SELECTED PASSAGE ▸
T.C. Memo. 2012-202 Docket No. 605-11.
Steven M. Kwartin , for petitioners. Brandon S. Cline , Kenneth Allan Hochman , and John T. Lortie , for respondent.
Steven M. Kwartin, for petitioners.
Brandon S. Cline, Kenneth Allan Hochman, and John T. Lortie, for respondent.
HALPERN, Judge: Petitioners have moved for reasonable litigation costs (motion). Respondent objects (objection). We will deny the motion.
All section references are to the Internal Revenue Code of 1986, as amended, and all Rule references are to the Tax Court Rules of Practice and Procedure. Dollar amounts have been rounded to the nearest dollar. We draw the facts under the heading Background principally from the motion and the objection. We believe that those facts are not in controversy.
Respondent determined a deficiency in, and an accuracy-related penalty with respect to, petitioners' 2007 Federal income tax. Petitioners assigned error to all of the adjustments giving rise to the deficiency and to the accuracy-related penalty. The parties filed a stipulation of settled issues (stipulation) addressing all of the adjustments and the penalty. There remains for resolution only the motion.

WORK ORDER ▸ Rewrite the Tax Court memo from "Steven M. Kwartin , for" to "deny the motion.", changing "motion" to "request".

DATA ▸
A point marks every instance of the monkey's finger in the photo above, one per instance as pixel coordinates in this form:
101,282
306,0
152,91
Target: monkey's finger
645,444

ANSWER FOR THE TASK ▸
Steven M. Kwartin , for petitioners. Brandon S. Cline , Kenneth Allan Hochman , and John T. Lortie , for respondent.
Steven M. Kwartin, for petitioners.
Brandon S. Cline, Kenneth Allan Hochman, and John T. Lortie, for respondent.
HALPERN, Judge: Petitioners have moved for reasonable litigation costs (request). Respondent objects (objection). We will deny the request.